## begin

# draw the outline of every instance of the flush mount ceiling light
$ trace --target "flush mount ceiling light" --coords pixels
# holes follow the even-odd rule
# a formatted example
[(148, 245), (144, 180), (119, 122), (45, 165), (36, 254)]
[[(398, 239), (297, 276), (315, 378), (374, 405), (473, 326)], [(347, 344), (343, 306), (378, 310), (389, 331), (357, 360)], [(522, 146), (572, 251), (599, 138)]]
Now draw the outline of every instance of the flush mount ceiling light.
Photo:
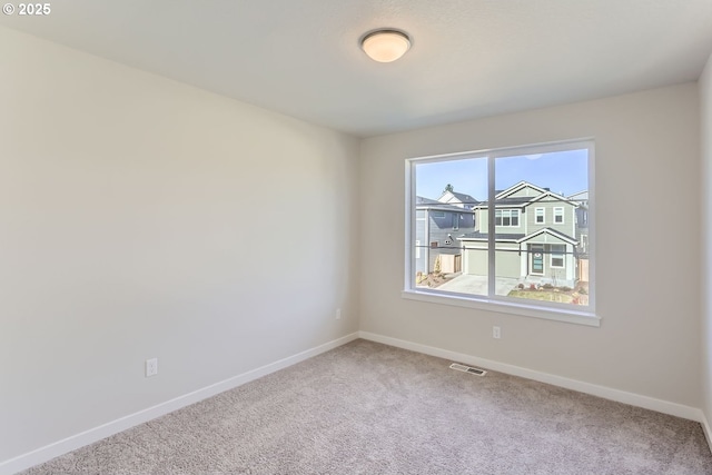
[(411, 38), (403, 31), (382, 29), (366, 34), (360, 47), (374, 61), (390, 62), (411, 48)]

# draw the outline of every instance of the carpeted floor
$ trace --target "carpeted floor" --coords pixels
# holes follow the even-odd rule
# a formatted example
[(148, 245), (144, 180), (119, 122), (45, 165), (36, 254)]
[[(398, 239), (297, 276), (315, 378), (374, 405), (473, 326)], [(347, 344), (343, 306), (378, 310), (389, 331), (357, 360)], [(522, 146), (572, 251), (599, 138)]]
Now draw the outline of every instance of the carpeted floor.
[(26, 472), (712, 474), (700, 424), (356, 340)]

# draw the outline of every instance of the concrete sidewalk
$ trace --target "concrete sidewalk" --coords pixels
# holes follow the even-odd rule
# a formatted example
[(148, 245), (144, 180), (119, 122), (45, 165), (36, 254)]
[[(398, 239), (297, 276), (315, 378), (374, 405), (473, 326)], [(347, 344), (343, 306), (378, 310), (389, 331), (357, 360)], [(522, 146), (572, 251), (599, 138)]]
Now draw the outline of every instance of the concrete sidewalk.
[[(496, 295), (507, 295), (520, 284), (520, 279), (497, 277), (495, 281)], [(462, 274), (437, 287), (438, 290), (456, 291), (458, 294), (487, 295), (487, 277)]]

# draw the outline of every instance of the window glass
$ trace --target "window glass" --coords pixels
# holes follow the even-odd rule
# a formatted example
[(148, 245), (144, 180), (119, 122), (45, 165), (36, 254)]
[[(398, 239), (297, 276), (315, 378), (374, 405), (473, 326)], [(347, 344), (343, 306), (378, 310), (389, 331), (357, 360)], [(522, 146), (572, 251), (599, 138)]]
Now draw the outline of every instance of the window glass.
[(413, 159), (412, 206), (425, 214), (452, 207), (455, 218), (414, 226), (412, 243), (435, 245), (411, 253), (406, 287), (543, 307), (592, 305), (590, 147)]

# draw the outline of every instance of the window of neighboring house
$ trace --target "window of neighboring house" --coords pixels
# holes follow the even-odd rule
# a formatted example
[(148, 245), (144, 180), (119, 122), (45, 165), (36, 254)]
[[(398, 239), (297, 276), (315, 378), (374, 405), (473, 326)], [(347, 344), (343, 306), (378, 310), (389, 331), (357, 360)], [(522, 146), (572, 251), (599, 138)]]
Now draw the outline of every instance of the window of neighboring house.
[(537, 225), (543, 225), (544, 224), (544, 217), (546, 216), (544, 212), (545, 212), (544, 208), (535, 208), (534, 209), (534, 222), (536, 222)]
[(564, 208), (554, 208), (554, 222), (557, 225), (564, 224)]
[(565, 266), (564, 253), (566, 253), (566, 246), (562, 244), (551, 245), (551, 266), (556, 268), (563, 268)]
[[(593, 158), (592, 141), (571, 141), (407, 159), (404, 297), (597, 326), (594, 190), (589, 172)], [(431, 261), (441, 250), (452, 256), (455, 249), (462, 263), (462, 274), (454, 277), (457, 284), (418, 286), (417, 246), (422, 239), (432, 243), (437, 237), (419, 237), (416, 243), (415, 197), (437, 199), (446, 185), (476, 200), (475, 228), (453, 235), (449, 250), (428, 249)], [(572, 221), (571, 230), (522, 222), (528, 211), (534, 224), (546, 224), (546, 202), (566, 204), (567, 196), (581, 190), (589, 191), (587, 219)], [(552, 222), (564, 224), (565, 207), (550, 209)], [(463, 215), (453, 215), (453, 229), (458, 229)], [(585, 256), (580, 246), (587, 248)]]
[(494, 211), (495, 226), (520, 226), (520, 210), (518, 209), (497, 209)]

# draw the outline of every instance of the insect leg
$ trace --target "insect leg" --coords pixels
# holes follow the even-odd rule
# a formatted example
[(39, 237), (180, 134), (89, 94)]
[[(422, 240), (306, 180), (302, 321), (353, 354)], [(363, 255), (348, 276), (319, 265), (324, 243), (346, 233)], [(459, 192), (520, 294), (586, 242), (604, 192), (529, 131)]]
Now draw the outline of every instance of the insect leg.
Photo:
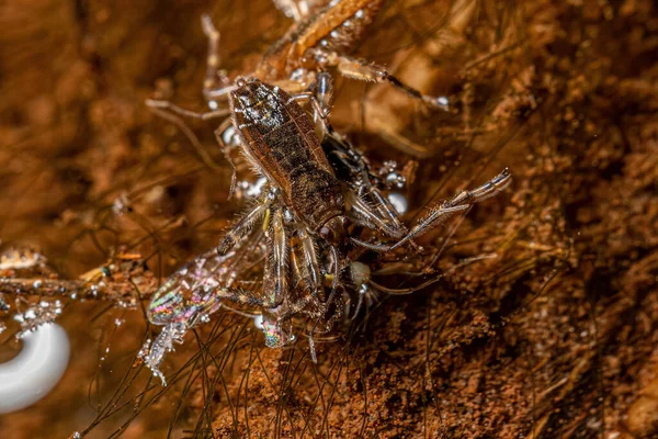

## end

* **Your goal**: Output the data lines from the one containing "# draw the outline of every instance of the insect" through the one containing "192), (529, 131)]]", both included, as a Markdown table with a Row column for the row number and a Line column for the line itself. Leave out any blank lines.

* **Full solution**:
| Row | Line |
|---|---|
| 1 | # draw the outline of every instance of the insect leg |
| 2 | $ trace --target "insect leg" --coords pixels |
| 3 | # holes follow the even-odd rule |
| 4 | # a formatted example |
| 5 | [(39, 237), (180, 134), (89, 94)] |
| 6 | [[(422, 240), (306, 180), (302, 321), (353, 354)], [(363, 255), (348, 276), (319, 265), (324, 243), (346, 233)], [(459, 192), (520, 294), (586, 242), (604, 192), (529, 131)]] |